### Exercise aim
Reproduce the lines from the one containing "the man's curly" through the end of the records, both ends included, with the requests kept unchanged and every point coordinate in the answers multiplied by 1.4 and rounded to the nearest whole number, halves rounded up.

— start of Working data —

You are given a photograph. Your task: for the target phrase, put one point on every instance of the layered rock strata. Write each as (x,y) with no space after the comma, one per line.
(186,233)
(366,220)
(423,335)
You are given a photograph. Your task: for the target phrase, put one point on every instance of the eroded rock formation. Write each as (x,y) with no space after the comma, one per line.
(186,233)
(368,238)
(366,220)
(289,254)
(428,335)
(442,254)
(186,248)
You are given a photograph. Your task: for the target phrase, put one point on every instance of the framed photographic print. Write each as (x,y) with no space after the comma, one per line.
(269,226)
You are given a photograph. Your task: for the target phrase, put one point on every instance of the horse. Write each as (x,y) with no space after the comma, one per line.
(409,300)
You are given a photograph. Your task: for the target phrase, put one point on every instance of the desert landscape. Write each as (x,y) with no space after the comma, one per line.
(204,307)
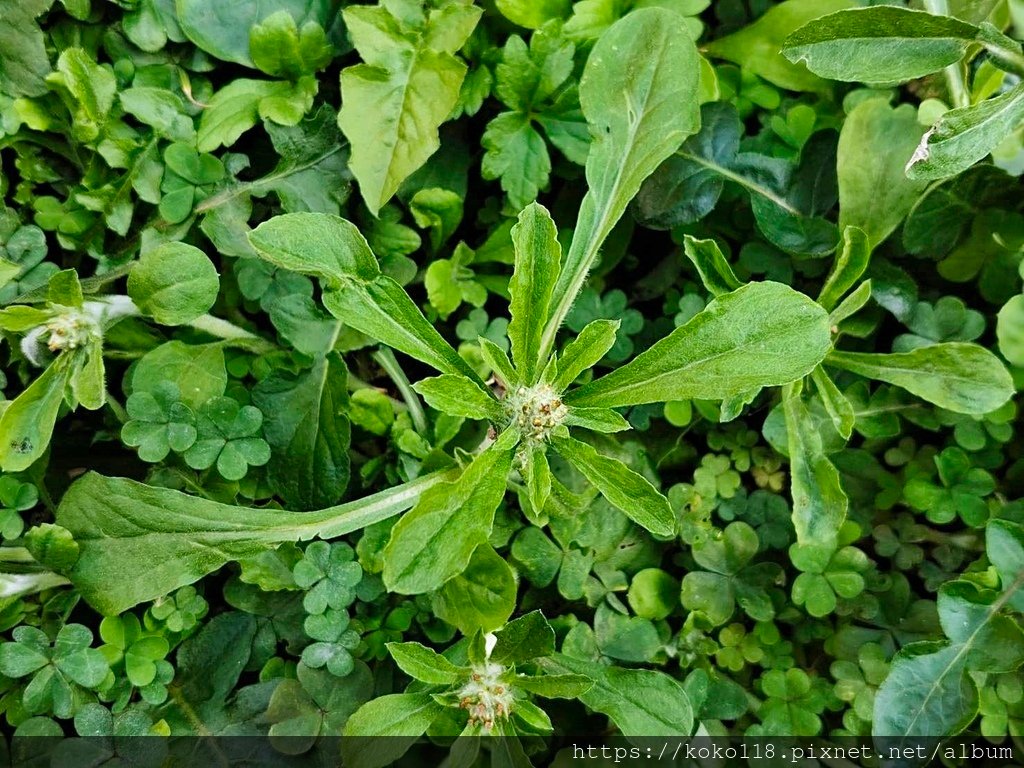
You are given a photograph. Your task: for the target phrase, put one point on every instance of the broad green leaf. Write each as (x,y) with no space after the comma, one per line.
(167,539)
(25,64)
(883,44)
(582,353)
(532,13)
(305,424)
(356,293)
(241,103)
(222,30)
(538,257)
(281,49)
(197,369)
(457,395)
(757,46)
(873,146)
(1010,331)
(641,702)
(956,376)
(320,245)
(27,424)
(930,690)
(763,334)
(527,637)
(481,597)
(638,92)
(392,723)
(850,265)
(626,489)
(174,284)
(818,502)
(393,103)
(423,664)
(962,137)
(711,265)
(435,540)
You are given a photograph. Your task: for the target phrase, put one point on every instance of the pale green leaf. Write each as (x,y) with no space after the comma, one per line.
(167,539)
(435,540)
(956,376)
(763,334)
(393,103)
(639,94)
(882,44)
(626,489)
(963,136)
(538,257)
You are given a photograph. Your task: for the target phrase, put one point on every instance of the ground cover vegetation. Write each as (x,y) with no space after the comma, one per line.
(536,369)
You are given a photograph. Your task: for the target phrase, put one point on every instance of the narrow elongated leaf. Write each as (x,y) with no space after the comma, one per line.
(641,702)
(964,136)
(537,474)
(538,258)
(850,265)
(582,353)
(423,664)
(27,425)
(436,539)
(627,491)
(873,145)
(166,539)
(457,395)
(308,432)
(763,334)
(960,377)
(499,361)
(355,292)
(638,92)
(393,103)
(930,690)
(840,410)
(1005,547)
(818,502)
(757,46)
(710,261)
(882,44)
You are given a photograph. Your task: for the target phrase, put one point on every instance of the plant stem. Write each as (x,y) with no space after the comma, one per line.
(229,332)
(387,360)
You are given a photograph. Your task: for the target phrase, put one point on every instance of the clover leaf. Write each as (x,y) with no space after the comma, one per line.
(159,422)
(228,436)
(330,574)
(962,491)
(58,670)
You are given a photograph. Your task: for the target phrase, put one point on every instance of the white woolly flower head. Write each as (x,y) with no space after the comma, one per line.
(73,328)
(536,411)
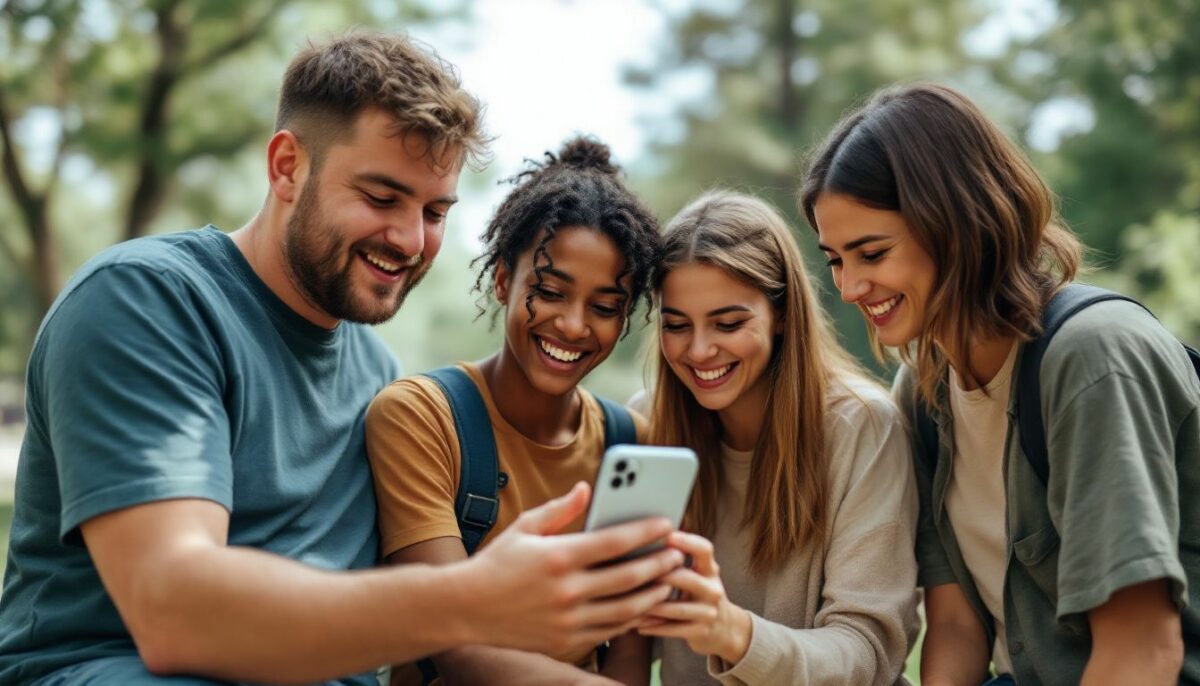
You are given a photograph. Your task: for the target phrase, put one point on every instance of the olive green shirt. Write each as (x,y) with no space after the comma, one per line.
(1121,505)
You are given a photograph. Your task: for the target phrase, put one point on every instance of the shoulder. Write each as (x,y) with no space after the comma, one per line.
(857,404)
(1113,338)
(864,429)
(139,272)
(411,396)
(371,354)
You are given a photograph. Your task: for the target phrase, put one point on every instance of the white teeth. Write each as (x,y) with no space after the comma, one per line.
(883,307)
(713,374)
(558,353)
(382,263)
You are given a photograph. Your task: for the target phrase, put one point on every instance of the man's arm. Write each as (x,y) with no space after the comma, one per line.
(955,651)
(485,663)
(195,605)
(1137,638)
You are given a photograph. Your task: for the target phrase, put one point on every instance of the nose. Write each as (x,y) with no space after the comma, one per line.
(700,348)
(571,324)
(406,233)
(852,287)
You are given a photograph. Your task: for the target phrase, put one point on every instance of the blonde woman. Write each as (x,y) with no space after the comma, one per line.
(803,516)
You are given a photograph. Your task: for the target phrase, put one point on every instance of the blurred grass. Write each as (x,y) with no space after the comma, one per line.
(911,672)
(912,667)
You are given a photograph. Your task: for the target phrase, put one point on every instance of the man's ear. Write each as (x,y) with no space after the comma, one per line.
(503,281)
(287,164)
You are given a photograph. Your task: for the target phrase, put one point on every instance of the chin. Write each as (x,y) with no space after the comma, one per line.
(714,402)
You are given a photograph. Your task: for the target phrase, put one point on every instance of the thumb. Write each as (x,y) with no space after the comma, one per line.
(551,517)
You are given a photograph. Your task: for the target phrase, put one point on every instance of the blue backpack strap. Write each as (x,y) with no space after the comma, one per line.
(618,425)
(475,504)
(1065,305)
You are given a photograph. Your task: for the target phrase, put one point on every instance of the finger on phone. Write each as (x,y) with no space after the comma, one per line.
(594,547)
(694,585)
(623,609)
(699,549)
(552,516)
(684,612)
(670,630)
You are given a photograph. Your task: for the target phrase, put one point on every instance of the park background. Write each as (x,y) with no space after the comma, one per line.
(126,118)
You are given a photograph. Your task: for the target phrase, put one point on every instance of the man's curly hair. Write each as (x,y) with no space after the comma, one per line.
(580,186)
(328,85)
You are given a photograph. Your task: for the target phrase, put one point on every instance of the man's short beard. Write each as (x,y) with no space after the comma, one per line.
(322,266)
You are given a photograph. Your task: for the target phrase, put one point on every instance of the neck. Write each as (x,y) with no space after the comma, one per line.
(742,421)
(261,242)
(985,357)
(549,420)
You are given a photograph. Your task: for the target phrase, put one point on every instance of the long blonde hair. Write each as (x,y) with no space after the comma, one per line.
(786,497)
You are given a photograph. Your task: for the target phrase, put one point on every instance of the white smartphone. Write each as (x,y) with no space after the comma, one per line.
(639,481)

— end of Working data —

### Written solution
You are given a photograph. Your task: for the target phrase, put one point on every instance of the man's curly hair. Write each as (x,y) with no space after the comma, one per line.
(812,260)
(459,119)
You are given a photograph. Your task: for the target phrase, put one point on every instance of the man's short beard. Write each as (x,y) with no space after the comma, one per line.
(451,372)
You are given a photograph. Your task: for the target phrase, put one point on every instance of the neck. Write each as (x,y) with no space after the comma, one per line.
(1039,589)
(365,339)
(1379,500)
(769,588)
You are given a photograph. Your task: for the target phrase, put one point on every instance of the long blonde hair. Write each as (x,y) with no space after the comma, one per line.
(1100,696)
You are given a photograph. Your task: for the target phrase, put one point on every instance of the white smartphone. Write each as (x,y) with no space after the comma, one per line.
(895,673)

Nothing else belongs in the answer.